- **Text to read**:
──────────────────────────────

# What size pressure washer and tip do I clean a deck with?



## jimb317 (Apr 4, 2006)

I have to prepare my deck for stain. It has stain on it already. I was looking to buy a pressure washer. What a size p.w. would be good. What size tip to clean it with? I don't want to ruin the wood or have to sand it by using the wrong combination and causing more damage than good.
Seeing I would use it on my deck and a few things around the house (cleaning siding). I am not a paint contracrtor so I wouldn't need it for more than that.


----------



## Builtbybeck (Feb 2, 2006)

*Wash*

Jimb,
I think your local tool rental place might be a good chioce. Your not going to be able to justify buying the model that will do a really fast job. You should be able to rent a 3000-3800psi model with a rotating 0deg tip for aroung $50 bucks a day. Tearing up the wood has more to do with how close you hold the spray than the overall preasure. If you really want a preasure washer for around the house clean-up there are some pretty good electric homeowner units. It will just take longer to get the job done. We have one around here made by Black and Decker its 110 volt and has a non changeable rotating tip. I rolled my eyes the first time I saw it, but once in a while it is more handy for small jobs than the full size gas units.


----------



## bigchaz (Jun 17, 2006)

Are you planning on staining it with the same stain thats on there now? How old is it? What brand? Is it a solid or semi? oil or acyrlic? What shape is the stain in? Peeling, cracking, etc? Lots of dirt, mold?

──────────────────────────────

- **Data**:
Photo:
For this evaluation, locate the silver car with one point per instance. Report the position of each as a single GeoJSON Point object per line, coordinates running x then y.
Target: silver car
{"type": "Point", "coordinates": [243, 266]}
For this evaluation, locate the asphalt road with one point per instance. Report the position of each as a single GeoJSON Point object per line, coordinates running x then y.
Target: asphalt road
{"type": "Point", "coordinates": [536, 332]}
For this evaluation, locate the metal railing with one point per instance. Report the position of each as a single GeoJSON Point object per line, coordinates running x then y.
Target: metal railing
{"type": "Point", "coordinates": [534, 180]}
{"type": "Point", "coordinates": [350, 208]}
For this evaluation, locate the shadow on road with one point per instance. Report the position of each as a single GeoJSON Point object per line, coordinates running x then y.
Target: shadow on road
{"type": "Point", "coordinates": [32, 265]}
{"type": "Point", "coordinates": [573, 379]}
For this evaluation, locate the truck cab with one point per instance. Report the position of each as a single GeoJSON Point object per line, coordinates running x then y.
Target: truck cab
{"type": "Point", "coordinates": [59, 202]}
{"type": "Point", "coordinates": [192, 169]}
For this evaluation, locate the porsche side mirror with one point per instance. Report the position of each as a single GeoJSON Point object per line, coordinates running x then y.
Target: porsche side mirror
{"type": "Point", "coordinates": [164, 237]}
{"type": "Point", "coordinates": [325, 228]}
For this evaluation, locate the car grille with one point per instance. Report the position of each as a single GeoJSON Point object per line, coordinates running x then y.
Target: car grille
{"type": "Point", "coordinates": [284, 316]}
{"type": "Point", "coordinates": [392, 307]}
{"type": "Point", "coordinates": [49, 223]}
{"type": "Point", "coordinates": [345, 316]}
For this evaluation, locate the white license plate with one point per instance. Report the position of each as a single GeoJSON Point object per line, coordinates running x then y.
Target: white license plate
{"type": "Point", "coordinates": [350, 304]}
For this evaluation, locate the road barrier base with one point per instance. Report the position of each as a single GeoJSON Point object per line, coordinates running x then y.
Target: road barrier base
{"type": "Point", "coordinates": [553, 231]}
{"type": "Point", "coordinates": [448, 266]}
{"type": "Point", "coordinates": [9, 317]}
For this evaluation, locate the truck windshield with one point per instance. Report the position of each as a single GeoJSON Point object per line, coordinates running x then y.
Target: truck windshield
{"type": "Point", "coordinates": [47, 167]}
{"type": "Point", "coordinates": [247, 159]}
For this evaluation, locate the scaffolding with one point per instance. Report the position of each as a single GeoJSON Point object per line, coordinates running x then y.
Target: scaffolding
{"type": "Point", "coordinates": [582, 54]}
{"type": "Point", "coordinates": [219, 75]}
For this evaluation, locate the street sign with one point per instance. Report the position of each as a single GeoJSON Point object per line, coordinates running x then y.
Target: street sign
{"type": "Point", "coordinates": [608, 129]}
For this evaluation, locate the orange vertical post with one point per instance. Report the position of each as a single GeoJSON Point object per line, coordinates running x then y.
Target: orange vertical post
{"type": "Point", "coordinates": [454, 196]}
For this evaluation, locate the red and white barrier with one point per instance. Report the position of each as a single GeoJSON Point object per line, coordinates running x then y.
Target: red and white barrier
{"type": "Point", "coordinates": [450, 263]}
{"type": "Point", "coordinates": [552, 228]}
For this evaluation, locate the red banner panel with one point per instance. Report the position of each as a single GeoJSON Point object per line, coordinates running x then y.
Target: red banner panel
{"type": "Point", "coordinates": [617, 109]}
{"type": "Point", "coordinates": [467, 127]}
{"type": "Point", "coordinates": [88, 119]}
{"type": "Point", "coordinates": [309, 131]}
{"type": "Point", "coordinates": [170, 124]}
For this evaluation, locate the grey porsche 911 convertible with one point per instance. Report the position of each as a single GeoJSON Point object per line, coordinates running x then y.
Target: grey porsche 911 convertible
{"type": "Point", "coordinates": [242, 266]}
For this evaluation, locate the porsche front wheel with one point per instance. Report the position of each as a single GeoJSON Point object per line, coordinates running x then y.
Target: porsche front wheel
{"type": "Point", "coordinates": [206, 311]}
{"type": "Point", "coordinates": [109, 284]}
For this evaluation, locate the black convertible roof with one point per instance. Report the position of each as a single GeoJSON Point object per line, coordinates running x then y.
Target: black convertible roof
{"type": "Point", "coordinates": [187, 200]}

──────────────────────────────

- **Set problem 1**:
Copy from the pressure washer thread above the passage between "## jimb317 (Apr" and "(Feb 2, 2006)", inclusive.
- **Set problem 2**:
Answer these questions from the pressure washer thread.
(a) Besides the deck, what does jimb317 plan to use the pressure washer for?
(b) According to Builtbybeck, what does tearing up the wood depend on more than the overall pressure?
(c) What voltage is the Black and Decker unit that Builtbybeck describes?

- **Exercise answer 1**:
## jimb317 (Apr 4, 2006)

I have to prepare my deck for stain. It has stain on it already. I was looking to buy a pressure washer. What a size p.w. would be good. What size tip to clean it with? I don't want to ruin the wood or have to sand it by using the wrong combination and causing more damage than good.
Seeing I would use it on my deck and a few things around the house (cleaning siding). I am not a paint contracrtor so I wouldn't need it for more than that.


----------



## Builtbybeck (Feb 2, 2006)

- **Exercise answer 2**:
(a) Cleaning siding.
(b) How close you hold the spray.
(c) 110 volts.